Assignment -> Please go through the listing below and count the lines where the string "once" appears. Answer with the number only.
** Provided data follows **
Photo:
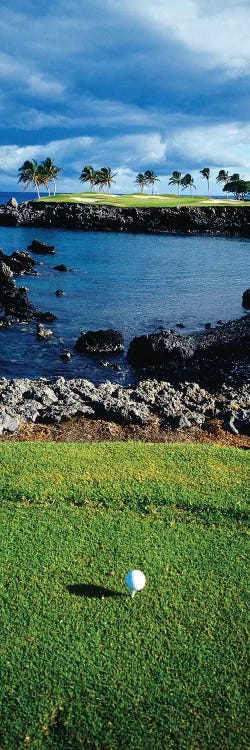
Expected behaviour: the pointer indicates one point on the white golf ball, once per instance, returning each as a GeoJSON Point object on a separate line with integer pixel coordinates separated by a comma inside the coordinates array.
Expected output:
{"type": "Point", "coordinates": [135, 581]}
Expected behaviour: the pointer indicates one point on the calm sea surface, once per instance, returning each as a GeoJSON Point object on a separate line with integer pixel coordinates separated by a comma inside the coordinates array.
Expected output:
** End of Provided data **
** Provided data follows **
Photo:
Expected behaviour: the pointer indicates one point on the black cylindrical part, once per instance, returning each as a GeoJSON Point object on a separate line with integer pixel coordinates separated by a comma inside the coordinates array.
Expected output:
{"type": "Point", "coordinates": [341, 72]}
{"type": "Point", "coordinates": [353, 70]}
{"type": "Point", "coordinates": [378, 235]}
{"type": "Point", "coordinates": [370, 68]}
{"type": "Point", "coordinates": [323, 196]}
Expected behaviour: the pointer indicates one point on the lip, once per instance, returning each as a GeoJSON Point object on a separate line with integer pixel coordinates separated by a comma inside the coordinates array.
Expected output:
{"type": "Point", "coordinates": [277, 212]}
** End of Provided data **
Written answer -> 4